● **原文来源**:
粒子大规模渲染优化
0.优化总览
大规模粒子渲染,和动画系统优化一样,需要优化和权衡的是GPU和CPU的负载,同样技巧也相似。
动画系统的优化
1.DrawCall的减少
Batch 单个模型顶点数量太多,可以合批的数量不多
GPUInstance 手游限制
2.负载的均衡
CPU:可以通过预计算缓存的方式来优化如插件MeshAnimator
GPU:GPUSkin的方式进行优化
粒子系统的优化
1.DrawCall的减少
Batch 单个模型顶点数量少,手游重点优化范式
GPUInstance 手游限制
2.负载的均衡
CPU:在Unity2018版本中可以使用ECS+JobSystem这个大杀器
GPU:使用shader来批量计算针对单个粒子的信息如位置,旋转,生命期等
1.DrawCall优化
1.粒子系统
通过引擎原生的粒子系统来发射粒子,然后通过脚本控制每个粒子的位置和旋转,引擎自动将响应的粒子进行合批优化。
2.GPU Instance
自己手动模拟粒子系统来控制粒子的轨迹,通过GPU instance 将众多的粒子进行批量渲染
3.合批
将众多的小模型进行拼接到一个大模型中,然后将模型id写入到顶点信息中,在渲染过程中:
1.cpu计算粒子的移动的信息,将其写入到一张贴图A中
2.在shader中通过模型信息中获取粒子ID,然后通过ID从贴图A获取粒子的TRS矩阵,以及其他的信息(如生命期),渲染之.

● **任务目标**: 请把原文中从“2.GPU Instance”往下一直到“的信息(如生命期),渲染之.”的这段文字重写一遍，并将其中的“贴图A”换成“纹理A”。 答题只以原文为依据。

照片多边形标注
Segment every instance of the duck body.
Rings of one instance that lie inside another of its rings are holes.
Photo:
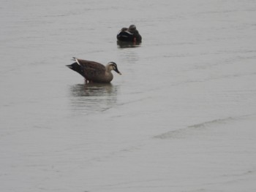
[[[74,61],[75,63],[67,66],[82,75],[86,82],[110,82],[113,78],[112,70],[121,74],[114,62],[104,66],[95,61],[76,58],[74,58]]]
[[[116,39],[121,42],[141,42],[142,37],[135,25],[129,28],[122,28],[116,35]]]

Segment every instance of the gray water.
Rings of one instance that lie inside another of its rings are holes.
[[[255,191],[256,1],[1,1],[1,191]],[[116,35],[135,24],[143,42]],[[72,57],[115,61],[84,83]]]

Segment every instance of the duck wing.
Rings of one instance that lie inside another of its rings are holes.
[[[76,62],[81,66],[83,76],[87,80],[98,82],[104,77],[106,68],[98,62],[75,58]]]

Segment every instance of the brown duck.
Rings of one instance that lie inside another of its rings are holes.
[[[85,77],[86,82],[110,82],[113,80],[112,70],[119,74],[115,62],[109,62],[106,66],[99,63],[73,58],[75,63],[67,65]]]

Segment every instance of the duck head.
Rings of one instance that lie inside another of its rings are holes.
[[[121,74],[121,73],[118,71],[118,69],[117,68],[117,65],[115,62],[113,62],[113,61],[109,62],[108,65],[110,70],[113,70],[118,74]]]

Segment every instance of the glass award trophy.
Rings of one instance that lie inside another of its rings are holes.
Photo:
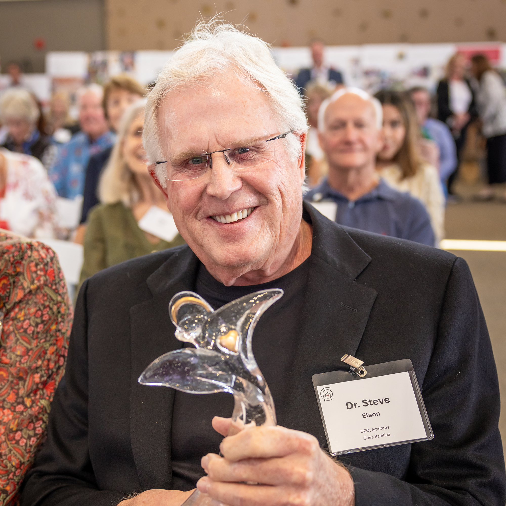
[[[276,425],[274,401],[253,356],[251,340],[259,318],[283,293],[275,288],[255,292],[216,311],[194,292],[177,293],[168,307],[176,337],[195,348],[159,357],[139,382],[191,394],[232,394],[234,405],[229,436],[248,427]],[[195,490],[183,506],[204,506],[210,501],[209,496]]]

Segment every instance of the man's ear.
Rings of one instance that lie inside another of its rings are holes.
[[[301,141],[301,153],[299,159],[299,169],[301,171],[303,181],[306,178],[306,144],[307,142],[307,134],[301,134],[299,136]]]
[[[155,167],[156,166],[155,163],[151,163],[148,165],[148,172],[149,173],[149,175],[151,177],[151,179],[153,180],[153,182],[154,184],[158,187],[160,191],[163,194],[163,198],[165,199],[165,203],[167,204],[167,208],[168,207],[168,193],[167,192],[166,187],[163,188],[163,186],[160,183],[160,180],[158,178],[158,176],[156,175],[156,172],[155,171]],[[169,209],[170,210],[170,209]]]

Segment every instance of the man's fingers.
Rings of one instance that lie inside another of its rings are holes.
[[[229,506],[286,506],[310,503],[305,492],[301,490],[300,493],[294,493],[292,489],[289,490],[282,487],[224,483],[204,477],[199,480],[197,488],[215,500]]]
[[[231,418],[223,418],[221,416],[215,416],[211,420],[213,428],[222,436],[226,436],[228,434],[228,430],[232,421]]]
[[[244,458],[271,458],[301,453],[308,457],[320,450],[316,439],[305,432],[276,427],[245,429],[225,438],[220,445],[222,454],[232,462]]]
[[[293,458],[250,458],[230,462],[208,454],[202,458],[202,463],[205,472],[214,481],[306,487],[314,477],[307,458],[298,455]]]

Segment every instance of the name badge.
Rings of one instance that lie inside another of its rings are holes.
[[[167,242],[174,240],[178,229],[172,215],[156,205],[152,205],[137,224],[144,232],[163,239]]]
[[[338,204],[335,202],[312,202],[312,205],[317,211],[332,221],[335,221],[338,216]]]
[[[346,357],[346,356],[345,356]],[[331,455],[406,444],[434,436],[410,360],[315,374]]]

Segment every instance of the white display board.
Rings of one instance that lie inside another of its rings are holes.
[[[46,73],[52,77],[86,77],[90,56],[84,51],[50,51],[46,55]]]

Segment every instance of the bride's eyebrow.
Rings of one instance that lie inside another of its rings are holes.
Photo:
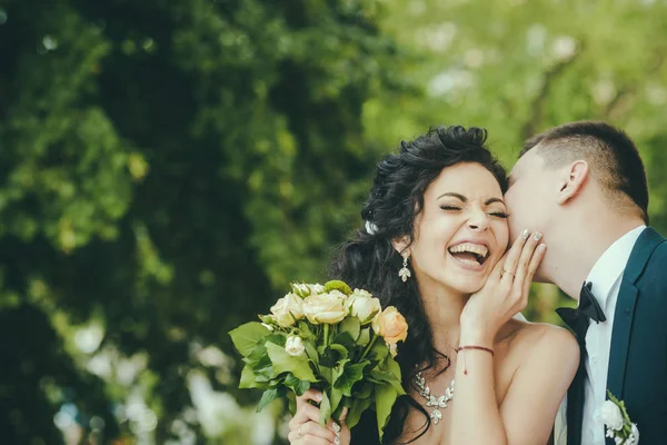
[[[450,196],[452,198],[457,198],[458,200],[460,200],[461,202],[466,202],[468,201],[468,198],[466,198],[465,196],[462,196],[461,194],[455,194],[454,191],[448,191],[446,194],[440,195],[439,197],[437,197],[436,199],[440,199],[444,196]]]
[[[446,194],[442,194],[442,195],[438,196],[436,199],[440,199],[440,198],[442,198],[442,197],[445,197],[445,196],[449,196],[449,197],[456,198],[456,199],[460,200],[461,202],[467,202],[467,201],[468,201],[468,198],[466,198],[466,197],[465,197],[465,196],[462,196],[461,194],[456,194],[456,192],[454,192],[454,191],[448,191],[448,192],[446,192]],[[501,205],[504,205],[504,206],[505,206],[505,201],[504,201],[502,199],[500,199],[500,198],[489,198],[489,199],[487,199],[487,200],[484,202],[484,205],[485,205],[485,206],[489,206],[489,205],[491,205],[491,204],[494,204],[494,202],[500,202]]]
[[[484,205],[488,206],[488,205],[494,204],[494,202],[500,202],[501,205],[505,206],[505,201],[502,199],[500,199],[500,198],[489,198],[489,199],[486,200],[486,202]]]

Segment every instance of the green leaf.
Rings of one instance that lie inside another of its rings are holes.
[[[361,329],[359,337],[355,342],[357,345],[365,347],[370,342],[370,327]]]
[[[372,397],[351,400],[351,404],[349,407],[350,411],[348,412],[348,415],[345,418],[345,423],[348,426],[348,428],[351,429],[359,423],[359,419],[361,418],[361,414],[364,414],[364,412],[366,409],[368,409],[371,404],[372,404]]]
[[[241,380],[239,382],[239,388],[260,388],[263,389],[266,385],[260,385],[257,380],[257,375],[252,372],[250,365],[243,366],[241,370]]]
[[[359,333],[361,332],[361,324],[357,317],[347,317],[339,325],[340,333],[348,333],[352,340],[357,340],[359,338]]]
[[[352,293],[352,289],[350,289],[350,287],[345,281],[338,279],[327,281],[325,284],[325,291],[329,293],[331,290],[340,290],[345,295],[350,295]]]
[[[397,379],[396,376],[388,370],[379,370],[376,368],[370,372],[370,375],[368,376],[368,380],[375,382],[377,384],[382,384],[382,383],[389,384],[389,385],[391,385],[391,387],[394,387],[394,390],[396,393],[398,393],[399,395],[405,394],[405,390],[400,384],[400,380]]]
[[[271,367],[271,359],[267,355],[267,348],[263,343],[258,343],[252,347],[250,355],[243,358],[252,367],[255,374],[263,374],[262,370]]]
[[[387,358],[385,358],[385,369],[390,372],[398,382],[402,382],[400,365],[391,357],[391,355],[387,355]]]
[[[261,323],[250,322],[246,323],[229,332],[231,342],[242,356],[248,356],[252,352],[252,348],[257,343],[271,332],[263,327]]]
[[[382,435],[385,434],[385,426],[389,421],[389,414],[391,414],[391,407],[396,402],[396,390],[390,385],[377,385],[375,388],[375,402],[376,402],[376,414],[378,419],[378,433],[380,435],[380,443],[382,442]]]
[[[364,360],[355,365],[344,367],[341,375],[334,382],[334,387],[340,389],[348,397],[352,396],[352,386],[364,378],[364,368],[370,363]]]
[[[303,393],[310,388],[310,382],[300,380],[292,373],[289,373],[287,377],[285,377],[285,385],[297,393],[298,396],[303,395]]]
[[[267,406],[268,404],[270,404],[271,402],[273,402],[277,396],[278,396],[278,389],[265,390],[263,394],[261,395],[261,399],[257,404],[257,412],[259,413],[260,411],[262,411],[263,407]]]
[[[325,426],[331,419],[331,404],[327,392],[322,390],[322,400],[320,402],[320,425]]]
[[[340,333],[336,337],[334,337],[331,345],[334,344],[342,345],[346,347],[346,349],[351,349],[356,346],[355,339],[352,338],[350,333],[347,332]]]
[[[372,394],[372,387],[374,383],[364,380],[361,384],[355,387],[355,393],[352,394],[352,397],[355,399],[368,398]]]
[[[329,349],[331,350],[336,350],[338,353],[338,359],[342,360],[345,358],[348,357],[348,352],[347,348],[342,345],[339,345],[337,343],[332,343],[329,345]]]
[[[300,320],[298,326],[299,333],[301,333],[301,338],[307,339],[312,337],[312,330],[310,329],[310,326],[308,326],[308,323]]]
[[[298,357],[289,355],[283,347],[267,343],[267,353],[273,363],[273,373],[280,375],[282,373],[292,373],[301,380],[317,382],[317,378],[310,369],[308,357],[301,354]]]
[[[319,375],[329,384],[334,385],[334,368],[320,365],[318,367]]]
[[[382,337],[378,337],[370,348],[369,356],[378,362],[381,362],[385,359],[385,357],[387,357],[387,354],[389,354],[389,347],[385,340],[382,340]]]
[[[312,343],[303,340],[303,347],[306,348],[306,355],[308,358],[310,358],[316,365],[319,364],[319,354],[317,353],[315,346],[312,346]]]

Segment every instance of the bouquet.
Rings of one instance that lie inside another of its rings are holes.
[[[380,439],[401,386],[398,342],[408,335],[394,307],[344,281],[292,284],[291,291],[229,335],[246,364],[240,388],[263,390],[257,411],[278,397],[290,399],[313,387],[322,392],[320,424],[340,418],[352,428],[361,413],[377,414]]]

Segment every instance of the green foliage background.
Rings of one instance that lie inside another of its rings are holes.
[[[618,125],[664,231],[666,21],[648,0],[0,0],[3,441],[281,443],[226,333],[323,279],[375,162],[430,125],[488,128],[508,166],[550,126]]]

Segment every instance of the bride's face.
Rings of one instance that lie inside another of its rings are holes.
[[[445,168],[426,189],[409,247],[421,291],[479,290],[508,237],[507,209],[494,175],[471,162]]]

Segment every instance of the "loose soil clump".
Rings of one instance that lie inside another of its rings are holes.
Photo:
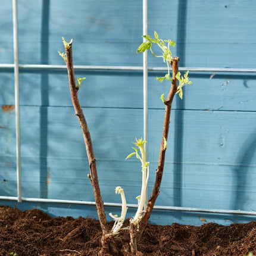
[[[112,226],[113,221],[109,224]],[[37,209],[22,211],[0,206],[1,256],[11,252],[18,256],[97,255],[101,238],[96,220],[52,218]],[[127,230],[115,238],[122,255],[129,255],[129,239]],[[142,255],[152,256],[243,256],[249,252],[255,255],[256,221],[228,226],[148,224],[138,249]]]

● **处理结果**:
2.GPU Instance
自己手动模拟粒子系统来控制粒子的轨迹,通过GPU instance 将众多的粒子进行批量渲染
3.合批
将众多的小模型进行拼接到一个大模型中,然后将模型id写入到顶点信息中,在渲染过程中:
1.cpu计算粒子的移动的信息,将其写入到一张纹理A中
2.在shader中通过模型信息中获取粒子ID,然后通过ID从纹理A获取粒子的TRS矩阵,以及其他的信息(如生命期),渲染之.